Quoted passage
■ ■ ■
Although the study had access to a large number of reports, the secondary databases from health services used here showed other limitations, including the inaccuracy of identifying the geographical location in which the dog biting occurred, as this information is not included in the PEP report. As previous studies have suggested that victims were mostly bitten by their own dogs [13,19,20,23,25], in the vicinities of their own household [1,2], authors believe that victims herein may have also lived nearby the location where the dog biting occurred. As analyses were made only with PEP reports in which the aggressor dog was monitorable, dogs were more likely known and lived probably close to the victim.
■ ■ ■
Data for analysis

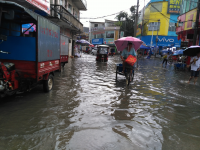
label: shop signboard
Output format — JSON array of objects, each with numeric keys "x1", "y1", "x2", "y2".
[
  {"x1": 115, "y1": 30, "x2": 119, "y2": 40},
  {"x1": 92, "y1": 38, "x2": 103, "y2": 45},
  {"x1": 184, "y1": 9, "x2": 197, "y2": 30},
  {"x1": 167, "y1": 0, "x2": 182, "y2": 14},
  {"x1": 26, "y1": 0, "x2": 50, "y2": 14},
  {"x1": 106, "y1": 31, "x2": 115, "y2": 38},
  {"x1": 176, "y1": 14, "x2": 186, "y2": 33},
  {"x1": 141, "y1": 36, "x2": 181, "y2": 47},
  {"x1": 104, "y1": 38, "x2": 114, "y2": 44}
]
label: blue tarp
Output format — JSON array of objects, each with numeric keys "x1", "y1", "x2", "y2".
[
  {"x1": 140, "y1": 45, "x2": 150, "y2": 49},
  {"x1": 173, "y1": 49, "x2": 184, "y2": 56}
]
■ ■ ■
Problem to solve
Copy out the passage above on the limitations of the dog-bite reports in full, word for word.

Task result
Although the study had access to a large number of reports, the secondary databases from health services used here showed other limitations, including the inaccuracy of identifying the geographical location in which the dog biting occurred, as this information is not included in the PEP report. As previous studies have suggested that victims were mostly bitten by their own dogs [13,19,20,23,25], in the vicinities of their own household [1,2], authors believe that victims herein may have also lived nearby the location where the dog biting occurred. As analyses were made only with PEP reports in which the aggressor dog was monitorable, dogs were more likely known and lived probably close to the victim.